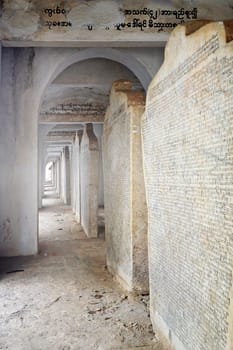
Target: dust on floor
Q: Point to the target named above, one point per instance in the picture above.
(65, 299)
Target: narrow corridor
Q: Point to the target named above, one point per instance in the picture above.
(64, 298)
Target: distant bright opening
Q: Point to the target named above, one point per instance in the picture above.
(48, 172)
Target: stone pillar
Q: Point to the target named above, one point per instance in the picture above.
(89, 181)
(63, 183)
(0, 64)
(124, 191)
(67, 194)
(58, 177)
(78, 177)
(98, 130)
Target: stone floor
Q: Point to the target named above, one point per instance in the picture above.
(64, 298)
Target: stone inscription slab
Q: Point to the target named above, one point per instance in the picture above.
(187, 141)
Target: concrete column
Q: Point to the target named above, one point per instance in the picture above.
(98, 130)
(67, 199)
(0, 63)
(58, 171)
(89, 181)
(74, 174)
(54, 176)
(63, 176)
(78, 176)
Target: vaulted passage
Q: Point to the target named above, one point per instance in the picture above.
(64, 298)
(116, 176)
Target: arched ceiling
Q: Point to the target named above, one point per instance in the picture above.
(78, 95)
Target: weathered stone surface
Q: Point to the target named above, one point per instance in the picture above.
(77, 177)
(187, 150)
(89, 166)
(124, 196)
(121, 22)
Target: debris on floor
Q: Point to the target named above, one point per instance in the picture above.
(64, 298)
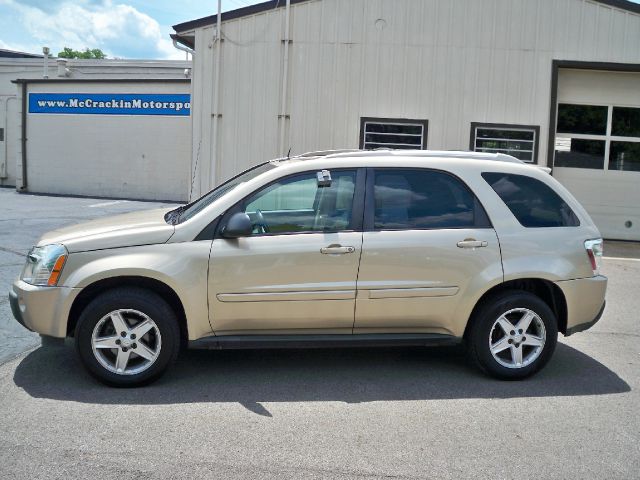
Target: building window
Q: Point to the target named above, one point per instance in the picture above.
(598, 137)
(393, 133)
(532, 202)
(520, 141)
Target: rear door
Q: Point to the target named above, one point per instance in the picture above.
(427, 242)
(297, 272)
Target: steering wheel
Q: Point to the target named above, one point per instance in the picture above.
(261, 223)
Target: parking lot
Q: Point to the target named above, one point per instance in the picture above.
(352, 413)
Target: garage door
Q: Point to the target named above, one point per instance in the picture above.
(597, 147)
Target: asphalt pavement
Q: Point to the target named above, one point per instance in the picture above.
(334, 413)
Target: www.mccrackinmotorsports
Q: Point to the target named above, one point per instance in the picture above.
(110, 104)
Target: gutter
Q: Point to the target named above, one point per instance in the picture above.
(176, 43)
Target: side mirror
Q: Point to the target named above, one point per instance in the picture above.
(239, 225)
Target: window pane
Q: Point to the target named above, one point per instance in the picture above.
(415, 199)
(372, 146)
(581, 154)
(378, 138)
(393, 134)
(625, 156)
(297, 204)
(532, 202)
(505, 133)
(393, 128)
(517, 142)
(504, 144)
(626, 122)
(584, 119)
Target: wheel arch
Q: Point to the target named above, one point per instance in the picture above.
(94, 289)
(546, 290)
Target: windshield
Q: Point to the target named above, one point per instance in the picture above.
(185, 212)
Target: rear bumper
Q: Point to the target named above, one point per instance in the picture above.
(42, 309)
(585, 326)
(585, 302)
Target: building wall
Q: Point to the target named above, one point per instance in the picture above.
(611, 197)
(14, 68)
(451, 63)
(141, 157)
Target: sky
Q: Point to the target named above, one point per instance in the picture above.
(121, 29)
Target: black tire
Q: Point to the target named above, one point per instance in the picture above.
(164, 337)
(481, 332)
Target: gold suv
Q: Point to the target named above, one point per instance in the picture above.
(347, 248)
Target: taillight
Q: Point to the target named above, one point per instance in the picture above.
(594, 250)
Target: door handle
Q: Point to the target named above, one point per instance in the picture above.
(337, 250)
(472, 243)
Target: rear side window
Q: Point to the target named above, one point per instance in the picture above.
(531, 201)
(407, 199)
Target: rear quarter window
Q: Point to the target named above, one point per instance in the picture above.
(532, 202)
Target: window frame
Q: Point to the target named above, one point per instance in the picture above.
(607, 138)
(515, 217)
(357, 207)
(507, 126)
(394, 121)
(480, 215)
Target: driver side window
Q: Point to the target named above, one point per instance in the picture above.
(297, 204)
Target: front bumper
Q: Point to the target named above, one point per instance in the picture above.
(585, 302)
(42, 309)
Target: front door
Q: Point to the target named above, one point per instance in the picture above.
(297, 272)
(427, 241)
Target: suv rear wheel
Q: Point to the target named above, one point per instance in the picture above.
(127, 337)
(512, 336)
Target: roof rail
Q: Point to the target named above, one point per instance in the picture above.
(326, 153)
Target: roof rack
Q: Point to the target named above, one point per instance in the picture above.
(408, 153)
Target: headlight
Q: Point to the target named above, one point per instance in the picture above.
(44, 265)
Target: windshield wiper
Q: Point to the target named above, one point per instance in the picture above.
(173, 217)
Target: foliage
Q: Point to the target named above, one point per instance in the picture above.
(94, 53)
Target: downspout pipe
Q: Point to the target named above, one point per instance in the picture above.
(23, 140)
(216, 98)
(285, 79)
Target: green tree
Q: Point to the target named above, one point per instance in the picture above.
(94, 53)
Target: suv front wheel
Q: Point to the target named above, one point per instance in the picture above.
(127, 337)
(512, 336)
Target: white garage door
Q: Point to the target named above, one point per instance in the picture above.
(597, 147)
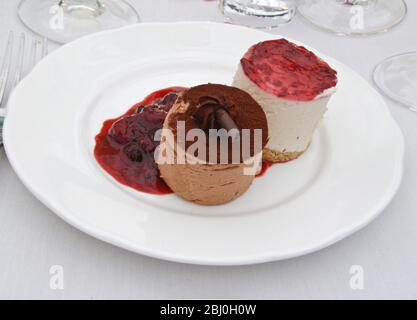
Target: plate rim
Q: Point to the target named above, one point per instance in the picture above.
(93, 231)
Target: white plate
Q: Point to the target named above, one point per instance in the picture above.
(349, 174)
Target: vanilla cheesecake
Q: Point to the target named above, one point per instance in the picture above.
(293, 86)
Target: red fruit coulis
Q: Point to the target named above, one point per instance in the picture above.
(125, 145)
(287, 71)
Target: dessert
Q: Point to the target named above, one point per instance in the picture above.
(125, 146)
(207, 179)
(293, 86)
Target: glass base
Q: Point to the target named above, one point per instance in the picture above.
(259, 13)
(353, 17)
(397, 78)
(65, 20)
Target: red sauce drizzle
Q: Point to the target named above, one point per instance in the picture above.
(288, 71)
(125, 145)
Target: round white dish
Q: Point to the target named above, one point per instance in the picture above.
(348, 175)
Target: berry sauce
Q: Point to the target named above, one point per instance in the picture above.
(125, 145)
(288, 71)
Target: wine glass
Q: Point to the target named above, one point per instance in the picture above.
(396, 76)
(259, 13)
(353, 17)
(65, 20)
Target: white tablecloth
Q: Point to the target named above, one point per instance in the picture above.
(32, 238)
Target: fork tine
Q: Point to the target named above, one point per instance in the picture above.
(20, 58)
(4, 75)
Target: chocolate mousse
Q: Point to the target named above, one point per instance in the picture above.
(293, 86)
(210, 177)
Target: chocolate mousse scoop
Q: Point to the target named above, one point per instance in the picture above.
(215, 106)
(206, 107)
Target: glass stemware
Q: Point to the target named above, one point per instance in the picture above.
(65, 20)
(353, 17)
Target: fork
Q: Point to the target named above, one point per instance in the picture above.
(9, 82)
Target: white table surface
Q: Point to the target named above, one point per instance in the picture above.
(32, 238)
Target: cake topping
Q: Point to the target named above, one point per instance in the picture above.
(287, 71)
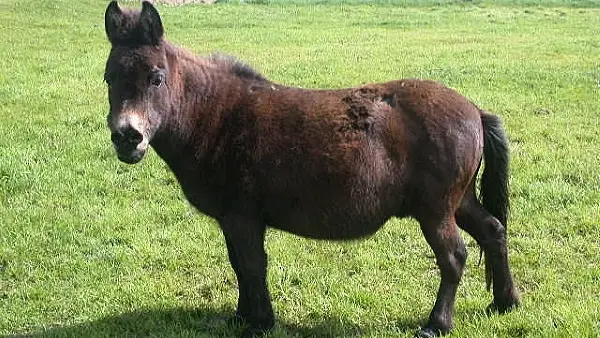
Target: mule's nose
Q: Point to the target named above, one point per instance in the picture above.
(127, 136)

------------------------------------------------------------------------

--- PROBLEM REQUIREMENTS ---
Transcribe each line above verbatim, with the pictures left out.

--- RESPONSE TO THIS TASK ---
Target: dust on floor
Q: Point to the target named above, one point per instance in the picture above.
(65, 299)
Target: narrow corridor
Q: Point to the target named above, one point per instance in the picture above.
(64, 298)
Target: distant bright opening
Q: Point to the target named above, one point per instance in the picture above.
(48, 172)
Target: stone pillar
Q: Point to the target named above, one point per instance in the picture above.
(89, 181)
(63, 183)
(0, 64)
(124, 191)
(67, 194)
(58, 177)
(78, 177)
(98, 130)
Target: stone floor
Q: Point to the target named above, one point per instance in the picture above.
(64, 298)
Target: stone inscription slab
Q: Point to the target named above, one point per instance in the picture above.
(187, 141)
Target: concrete column
Q: Point to the target named above, one point per instance in the picture above.
(98, 130)
(67, 199)
(0, 63)
(58, 171)
(89, 181)
(74, 174)
(54, 176)
(63, 176)
(78, 176)
Target: vaulted passage
Q: Point to the target named above, one point per instance in the picture above.
(64, 298)
(116, 176)
Target: arched ceiling
Q: Point to the target named above, one point per instance in the picture above.
(78, 95)
Target: weathered stone surface
Q: Point to the target named above, one point per instance in the picture above.
(77, 177)
(187, 150)
(89, 166)
(124, 196)
(121, 22)
Target: debris on floor
Q: Point to the target named above, one point per instance in the picture above.
(64, 298)
Target: building window
Q: Point to the target named above, one point per instance in the picture above.
(598, 137)
(393, 133)
(532, 202)
(520, 141)
Target: rear door
Q: Point to the target named above, one point per instance in the picture above.
(427, 242)
(297, 272)
Target: steering wheel
Q: Point to the target named above, one point per instance in the picture above.
(261, 223)
Target: parking lot
Q: Point to the target named above, one point per instance in the picture above.
(352, 413)
Target: garage door
Q: Point to the target named above, one point per instance in the picture above.
(597, 147)
Target: asphalt pavement
Q: Point to the target named above, one point per instance in the picture above.
(334, 413)
Target: www.mccrackinmotorsports
Q: Point to the target named above, one point per instance in the picture above.
(110, 104)
Target: gutter
Q: Point to the target named above, one point per instance in the picture above.
(176, 43)
Target: side mirror
Q: Point to the target named above, one point per instance in the picture above.
(239, 225)
Target: window pane
Q: Point to the target named above, one point per instance in the picture above.
(415, 199)
(372, 146)
(581, 154)
(378, 138)
(393, 134)
(625, 156)
(297, 204)
(532, 202)
(505, 133)
(393, 128)
(517, 142)
(504, 144)
(626, 122)
(584, 119)
Target: wheel arch
Q: Point to the target named above, one point per instance in the picture above.
(94, 289)
(546, 290)
Target: windshield
Q: Point to the target named above, one point per instance in the picture above.
(185, 212)
Target: rear bumper
Q: Point to the target named above, one point per instance in the picture above.
(42, 309)
(585, 326)
(585, 302)
Target: building wall
Q: Point to the target named above, one point per instance in the picture above.
(611, 197)
(14, 68)
(451, 63)
(141, 157)
Target: sky
Q: Point to the target named above, one point per instance in the picture above.
(121, 29)
Target: black tire
Q: Point to the target named above, one point per instance in the picture above.
(164, 337)
(481, 332)
Target: gold suv
Q: Point to the target named above, one point per instance in the picture above.
(347, 248)
Target: taillight
Q: Point to the target named above, one point per instance in the picture above.
(594, 250)
Target: door handle
Q: Point to the target named above, one point per instance in the picture above.
(337, 250)
(472, 243)
Target: rear side window
Q: Point to the target named above, one point per instance in the picture above.
(531, 201)
(407, 199)
Target: rear quarter window
Q: Point to the target named above, one point per instance in the picture above.
(532, 202)
Target: window frame
Q: Point to the target named above, one point per instance in the picture above.
(607, 138)
(515, 217)
(357, 207)
(507, 126)
(394, 121)
(480, 215)
Target: driver side window
Q: Point to the target named above, one point per instance in the picture above.
(297, 204)
Target: front bumper
Q: Point to the target named above, one point per instance in the picture above.
(585, 302)
(42, 309)
Target: front door
Q: Point to the target named above, one point per instance in the picture above.
(297, 272)
(427, 241)
Target: suv rear wheel
Q: Point to the target named above, one point per instance in the picture above.
(127, 337)
(512, 336)
Target: roof rail
Q: Point to the target named above, one point per instance in the picture above.
(326, 153)
Target: roof rack
Q: Point to the target named above, one point per instance in the picture above.
(408, 153)
Target: headlight
Q: Point to the target named above, one point per instance in the picture above.
(44, 265)
Target: windshield wiper
Q: Point to the target named above, one point per instance in the picture above.
(173, 217)
Target: foliage
Q: Point to the target named above, one point per instance in the picture above.
(94, 53)
Target: downspout pipe
Q: Point to the target named above, one point per instance in the picture above.
(23, 140)
(216, 98)
(285, 79)
Target: green tree
Q: Point to the target named above, one point per instance in the picture above.
(94, 53)
Target: suv front wheel
Q: Point to the target named above, one point per instance in the picture above.
(127, 337)
(512, 336)
Target: white garage door
Q: Point to the target named above, one point per instance in the picture above.
(597, 147)
Target: plate rim
Q: Point to the target named above, one point per instance in the picture above.
(93, 231)
Target: white plate
Q: Point to the target named above, one point per instance in the picture above.
(349, 174)
Target: vanilla cheesecake
Q: Point to the target named above, one point per instance in the picture above.
(293, 86)
Target: red fruit coulis
Q: Point to the target named above, one point per instance in the picture above.
(125, 145)
(287, 71)
Target: dessert
Q: Point to the target named above, one point per instance in the picture above.
(125, 146)
(207, 179)
(293, 86)
Target: glass base
Q: Point to the target named above, one point per instance in the picture above.
(259, 13)
(353, 17)
(397, 78)
(65, 20)
Target: red sauce drizzle
Q: Point to the target named above, one point per instance in the picture above.
(288, 71)
(125, 145)
Target: round white dish
Q: Point to the target named above, one point per instance in the picture above.
(348, 175)
Target: berry sauce
Q: Point to the target named above, one point per instance in the picture above.
(125, 145)
(288, 71)
Target: wine glass
Q: Point to the target named above, one point per instance in the picture above.
(396, 76)
(259, 13)
(353, 17)
(65, 20)
Target: white tablecloth
Q: Point to the target named above, one point per instance in the picture above.
(32, 238)
Target: fork tine
Q: Point to the target named above, one point per instance in the picture above.
(20, 58)
(4, 75)
Target: chocolate mousse
Q: Point to the target named above, one point per instance in the picture above.
(293, 86)
(210, 177)
Target: chocolate mousse scoop
Q: Point to the target named above, one point per instance in the picture above.
(215, 106)
(206, 107)
Target: glass stemware
Q: Point to the target named above, one point per instance in the picture above.
(65, 20)
(353, 17)
Target: fork
Q: Point to the target named above, one point per instance in the picture above.
(9, 82)
Target: white table surface
Q: Point to the target named above, one point per instance in the picture above.
(32, 238)
Target: cake topping
Q: Point to the target named above, one point per instance in the picture above.
(287, 71)
Target: mule's nose
Q: Point to the target named above, one point per instance in the picture above.
(127, 136)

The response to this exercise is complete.